— EXCERPT TO READ —
====================

The Paramount renovation is part of its larger effort to reboot and redevelop properties along McMillan Street. By year's end, about $10 million of investment into property on McMillan will have been completed, Munchel said. The city has been acquiring property along McMillan in the last couple years to support future development efforts.

Gardette said it's challenging for other projects to move forward if one of "downtown" Walnut Hills' signature buildings is in poor shape. Last year, Keep Cincinnati Beautiful volunteers painted designs on doors and windows in addition to installing plywood barricades to the structure. The renovation would include repairing ceilings, flooring and doing significant upgrades to rooms and fixtures. Several rooms still have wooden sinks in them.

Munchel said the Paramount offers the chance to restore office and retail spaces inside one of the neighborhood's most recognized buildings to serve a new generation of entrepreneurs.

"Historic preservation is one of our values," Munchel said. "It's important to connect progress to the past. It's important to signify this place matters."

The acquisition means businesses CVS, a Jackson Hewitt tax preparer and Twice As Nice is now a tenant of the Walnut Hills Redevelopment Foundation. Munchel said the organization will work to keep the business in their current spaces or find a different places to operate in the area.

====================

Can you reproduce the passage on the Paramount building between "The Paramount renovation" and "sinks in them.", inclusive, replacing "renovation" with "restoration"?

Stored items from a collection
====================

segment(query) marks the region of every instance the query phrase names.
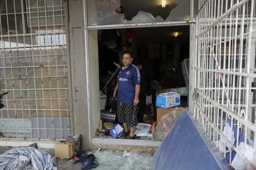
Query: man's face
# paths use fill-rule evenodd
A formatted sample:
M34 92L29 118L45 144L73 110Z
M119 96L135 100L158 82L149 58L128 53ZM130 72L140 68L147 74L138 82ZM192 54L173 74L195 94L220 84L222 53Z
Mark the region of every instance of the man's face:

====================

— WRITTEN RESPONSE —
The Paramount restoration is part of its larger effort to reboot and redevelop properties along McMillan Street. By year's end, about $10 million of investment into property on McMillan will have been completed, Munchel said. The city has been acquiring property along McMillan in the last couple years to support future development efforts.

Gardette said it's challenging for other projects to move forward if one of "downtown" Walnut Hills' signature buildings is in poor shape. Last year, Keep Cincinnati Beautiful volunteers painted designs on doors and windows in addition to installing plywood barricades to the structure. The restoration would include repairing ceilings, flooring and doing significant upgrades to rooms and fixtures. Several rooms still have wooden sinks in them.